# Исходный текст
------------------------------------------------------------------------

Так пели вчера, но времена меняются, а вместе с ними меняются нравы. Древнеримский поэт Вергилий писал: «Новый век настаёт, другое рождается время».  Сегодня другое время и на дворе звучат другие песни.
Лет пятьдесят назад Е.А. Евтушенко пророчески  замечал: «Придут иные времена, / Взойдут иные семена», – и в самом деле, сегодня на дворе другое время  и поют другие песни: «Нас не догонят, нас не догонят…»;  «Гни свою линию, / Гни свою линию…»; «Моё сердце остановилось, / моё сердце замерло. / Мне такое не снилось даже под кайфом. / Моё сердце остановилось, / Отдышалось немного и снова пошло…»; «Что ж ты страшная такая? / И ненакрашенная страшная, и накрашенная…»; «Ты скажи, ты скажи, чё те надо, чё те надо, / Может, дам, может  дам, чё ты хошь…»;  «Ай-я-я-я-яй, ай-я-я-яй, убили негра, убили негра, убили негра, суки замочили…»;  «Я – шоколадный заяц, я – ласковый мерзавец. Я сладкий на все сто – о-о-о»;  или: «Слышь, отвали, а, ну, отвали, а…» (это повторяется раз за разом, так что, кажется, главная мысль  песни  заключается в одном  слове «отвали»); «Девушка Прасковья из Подмосковья» (повторяется несколько раз, собственно, и вся песня, других слов  как бы и нет); «Юра, Юра, Юра, / Я такая дура…»; «Ох, Лёха, Лёха, Лёха, без тебя так плохо…»; «А я люблю военных, красивых, здоровенных…; «Пуси-пуси я во вкусе, миленький мой…»; «Девушка, ты наверно, мулатка, / Чёрные сиски белые пятки, / Я люблю тебя  без оглядки»; «А мне не больно! А мне прикольно!»; «Ты меня любишь?» «Ага». «Ты со мной будешь?» «Ага»; «Направляй меня своей рукою,/ Заслони собой от полнолуния. / Я готова быть влекомой тобою, / Чем выше любовь, тем ниже поцелуи»; «Деревья, словно доллары, / Зелёные стоят» и т.д. и т.п. Зато сколько экспрессии! Сколько  блеска и шума! Сколько светомузыки! Всё мелькает, кружится, колыхается...

------------------------------------------------------------------------

# Приведённые данные
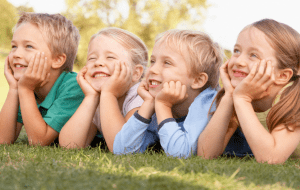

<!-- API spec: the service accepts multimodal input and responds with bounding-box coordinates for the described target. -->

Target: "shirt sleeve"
[44,78,84,132]
[113,112,155,154]
[158,90,217,158]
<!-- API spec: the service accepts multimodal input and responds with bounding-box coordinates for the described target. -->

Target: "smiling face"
[146,40,193,97]
[228,27,277,88]
[85,35,131,91]
[9,23,52,80]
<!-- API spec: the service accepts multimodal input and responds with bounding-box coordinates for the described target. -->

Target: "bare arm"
[0,57,22,144]
[197,94,236,159]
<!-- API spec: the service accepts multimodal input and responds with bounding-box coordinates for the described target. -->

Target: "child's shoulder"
[52,72,84,97]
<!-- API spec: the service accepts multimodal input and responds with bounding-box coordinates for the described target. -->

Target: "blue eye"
[250,53,258,58]
[233,49,240,53]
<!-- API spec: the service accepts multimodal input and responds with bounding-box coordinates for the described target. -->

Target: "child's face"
[9,23,52,80]
[85,35,131,91]
[228,27,277,88]
[146,41,193,97]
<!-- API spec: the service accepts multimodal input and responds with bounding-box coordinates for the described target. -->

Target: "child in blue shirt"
[113,30,222,158]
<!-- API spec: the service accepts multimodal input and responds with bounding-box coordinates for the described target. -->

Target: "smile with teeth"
[149,80,161,87]
[15,64,26,68]
[233,71,248,77]
[93,73,110,78]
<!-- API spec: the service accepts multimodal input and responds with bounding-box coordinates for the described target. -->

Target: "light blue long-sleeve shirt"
[113,88,217,158]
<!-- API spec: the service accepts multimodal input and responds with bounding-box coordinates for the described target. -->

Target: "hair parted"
[15,12,80,71]
[250,19,300,132]
[211,19,300,132]
[155,29,224,89]
[90,27,148,78]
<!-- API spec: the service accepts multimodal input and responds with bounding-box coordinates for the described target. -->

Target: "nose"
[10,48,23,58]
[234,55,247,67]
[95,59,106,67]
[148,62,161,74]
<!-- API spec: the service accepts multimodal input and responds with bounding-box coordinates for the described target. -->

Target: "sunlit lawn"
[0,53,300,190]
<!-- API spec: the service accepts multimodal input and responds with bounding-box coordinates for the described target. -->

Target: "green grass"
[0,55,300,190]
[0,130,300,189]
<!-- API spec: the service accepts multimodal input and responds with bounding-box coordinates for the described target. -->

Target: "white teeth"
[151,81,159,85]
[94,73,109,78]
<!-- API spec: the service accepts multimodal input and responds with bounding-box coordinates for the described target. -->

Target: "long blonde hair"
[212,19,300,132]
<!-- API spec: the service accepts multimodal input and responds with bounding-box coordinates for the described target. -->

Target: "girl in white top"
[59,28,148,151]
[197,19,300,164]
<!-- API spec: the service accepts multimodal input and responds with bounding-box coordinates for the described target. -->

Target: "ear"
[52,53,67,69]
[191,73,208,90]
[132,65,144,82]
[275,68,293,85]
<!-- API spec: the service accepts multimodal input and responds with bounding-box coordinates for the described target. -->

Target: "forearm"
[19,89,51,145]
[155,101,173,124]
[100,92,125,152]
[113,112,157,154]
[234,99,276,161]
[138,100,154,119]
[59,96,99,148]
[197,95,233,159]
[0,89,19,144]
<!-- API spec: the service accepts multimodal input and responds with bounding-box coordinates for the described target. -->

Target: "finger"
[180,85,187,100]
[261,61,273,84]
[175,81,182,96]
[32,52,41,74]
[119,62,127,80]
[264,66,275,88]
[40,73,50,87]
[113,62,121,76]
[37,52,47,79]
[25,54,36,74]
[253,59,267,82]
[245,63,258,81]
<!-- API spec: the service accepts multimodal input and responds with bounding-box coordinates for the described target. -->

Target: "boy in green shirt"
[0,13,84,146]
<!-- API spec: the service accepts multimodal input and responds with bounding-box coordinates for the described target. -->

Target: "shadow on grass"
[0,163,208,190]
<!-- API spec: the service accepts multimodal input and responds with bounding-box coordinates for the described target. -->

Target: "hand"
[233,60,275,103]
[220,59,234,96]
[4,56,18,90]
[137,79,154,102]
[76,66,100,96]
[101,62,132,98]
[18,52,50,91]
[155,81,188,108]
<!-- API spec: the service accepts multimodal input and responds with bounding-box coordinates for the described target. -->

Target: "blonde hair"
[155,29,224,89]
[90,27,148,78]
[14,12,80,71]
[210,19,300,132]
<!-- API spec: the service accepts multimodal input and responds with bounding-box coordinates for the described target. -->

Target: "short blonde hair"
[155,29,224,89]
[15,12,80,71]
[90,27,148,78]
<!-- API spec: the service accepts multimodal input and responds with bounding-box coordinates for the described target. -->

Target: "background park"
[0,0,300,189]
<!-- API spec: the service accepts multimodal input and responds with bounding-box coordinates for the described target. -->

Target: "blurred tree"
[0,0,17,52]
[64,0,208,69]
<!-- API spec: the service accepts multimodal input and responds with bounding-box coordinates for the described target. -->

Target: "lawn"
[0,56,300,190]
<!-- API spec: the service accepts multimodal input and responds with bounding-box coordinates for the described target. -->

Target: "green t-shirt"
[17,72,84,132]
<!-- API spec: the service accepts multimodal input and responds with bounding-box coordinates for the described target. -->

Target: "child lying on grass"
[59,28,148,151]
[0,13,84,146]
[113,30,222,158]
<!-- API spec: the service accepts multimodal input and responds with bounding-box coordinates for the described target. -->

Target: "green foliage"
[0,0,17,49]
[64,0,207,70]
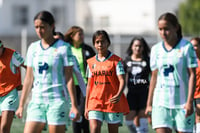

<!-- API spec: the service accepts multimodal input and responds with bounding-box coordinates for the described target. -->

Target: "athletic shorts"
[26,100,70,125]
[88,111,123,124]
[0,89,19,116]
[194,98,200,105]
[152,106,195,132]
[127,89,148,111]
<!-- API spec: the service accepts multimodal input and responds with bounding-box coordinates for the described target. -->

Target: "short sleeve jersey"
[124,56,151,92]
[25,40,73,103]
[10,51,24,73]
[150,39,197,108]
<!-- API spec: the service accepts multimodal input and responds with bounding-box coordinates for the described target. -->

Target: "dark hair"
[92,30,111,45]
[54,31,64,40]
[34,11,55,34]
[190,37,200,45]
[64,25,83,45]
[158,12,183,40]
[127,36,150,58]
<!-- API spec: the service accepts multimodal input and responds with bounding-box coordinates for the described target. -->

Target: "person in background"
[146,12,197,133]
[85,30,129,133]
[53,31,64,40]
[16,11,80,133]
[124,37,151,133]
[0,40,26,133]
[54,31,86,97]
[190,37,200,133]
[64,26,95,133]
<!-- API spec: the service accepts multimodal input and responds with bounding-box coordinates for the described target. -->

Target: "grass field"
[11,118,155,133]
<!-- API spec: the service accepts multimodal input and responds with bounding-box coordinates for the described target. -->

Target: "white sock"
[139,118,148,133]
[196,123,200,133]
[126,120,137,133]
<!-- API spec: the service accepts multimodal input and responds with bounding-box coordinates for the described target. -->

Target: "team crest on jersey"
[92,64,96,69]
[177,49,182,57]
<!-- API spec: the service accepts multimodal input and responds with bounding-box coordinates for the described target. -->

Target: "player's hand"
[109,95,121,103]
[15,107,23,119]
[69,108,80,121]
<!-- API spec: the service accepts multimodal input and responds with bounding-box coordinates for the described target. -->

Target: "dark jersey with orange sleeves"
[87,55,129,114]
[194,60,200,99]
[0,48,21,97]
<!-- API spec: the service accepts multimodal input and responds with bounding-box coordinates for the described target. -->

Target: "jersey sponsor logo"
[94,81,111,85]
[92,70,113,76]
[60,112,65,118]
[39,62,49,74]
[187,119,192,125]
[163,64,174,76]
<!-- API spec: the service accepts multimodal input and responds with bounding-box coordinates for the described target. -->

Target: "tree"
[178,0,200,36]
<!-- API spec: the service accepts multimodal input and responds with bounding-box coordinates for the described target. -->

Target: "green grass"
[11,118,155,133]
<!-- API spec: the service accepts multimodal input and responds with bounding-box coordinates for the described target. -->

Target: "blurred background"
[0,0,200,133]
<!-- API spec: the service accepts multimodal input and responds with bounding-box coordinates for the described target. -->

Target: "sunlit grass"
[11,118,155,133]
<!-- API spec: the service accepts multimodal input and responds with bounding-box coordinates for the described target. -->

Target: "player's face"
[132,40,144,55]
[94,35,109,54]
[72,31,83,43]
[158,20,177,42]
[34,19,54,39]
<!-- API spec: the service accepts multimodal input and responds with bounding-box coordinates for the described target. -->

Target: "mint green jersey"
[150,39,198,108]
[25,40,73,103]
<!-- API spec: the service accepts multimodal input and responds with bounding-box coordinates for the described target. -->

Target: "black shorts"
[127,89,148,111]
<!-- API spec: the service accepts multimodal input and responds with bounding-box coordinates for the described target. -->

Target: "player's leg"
[88,111,104,133]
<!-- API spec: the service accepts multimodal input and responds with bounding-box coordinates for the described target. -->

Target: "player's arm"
[16,67,33,118]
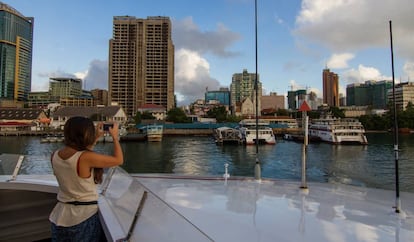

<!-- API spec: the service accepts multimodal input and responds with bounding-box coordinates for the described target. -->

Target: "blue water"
[0,133,414,192]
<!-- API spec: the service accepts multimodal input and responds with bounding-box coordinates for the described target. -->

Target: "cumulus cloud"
[326,53,354,69]
[175,49,220,105]
[293,0,414,59]
[173,17,241,57]
[83,60,108,90]
[341,65,392,84]
[402,62,414,82]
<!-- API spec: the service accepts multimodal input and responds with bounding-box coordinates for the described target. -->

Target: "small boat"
[309,115,368,145]
[239,119,276,145]
[213,127,243,144]
[40,134,64,143]
[146,124,164,142]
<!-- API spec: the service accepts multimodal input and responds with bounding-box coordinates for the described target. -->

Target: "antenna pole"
[254,0,261,180]
[390,20,401,213]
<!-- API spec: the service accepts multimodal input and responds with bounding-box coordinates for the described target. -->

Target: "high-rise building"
[346,80,392,109]
[230,69,262,113]
[108,16,175,116]
[388,82,414,111]
[0,2,34,102]
[49,77,82,98]
[204,88,230,106]
[322,68,339,107]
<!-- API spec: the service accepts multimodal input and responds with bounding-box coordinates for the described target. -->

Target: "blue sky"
[3,0,414,104]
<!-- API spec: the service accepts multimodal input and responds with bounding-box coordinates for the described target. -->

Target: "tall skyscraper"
[108,16,175,116]
[0,2,34,102]
[322,68,339,107]
[230,69,262,111]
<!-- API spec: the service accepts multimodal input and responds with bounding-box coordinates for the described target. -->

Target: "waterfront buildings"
[108,16,175,117]
[0,2,34,105]
[388,82,414,110]
[322,68,339,107]
[204,87,230,107]
[27,77,97,108]
[346,80,392,109]
[230,69,262,115]
[260,92,285,113]
[49,77,82,97]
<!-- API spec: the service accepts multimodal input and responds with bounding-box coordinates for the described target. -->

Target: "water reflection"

------------------------------------------------------------------------

# Условие задания
Сколько лет назад, согласно тексту о песнях, Е.А. Евтушенко замечал: «Придут иные времена, / Взойдут иные семена»?

# Правильный ответ
Лет пятьдесят назад.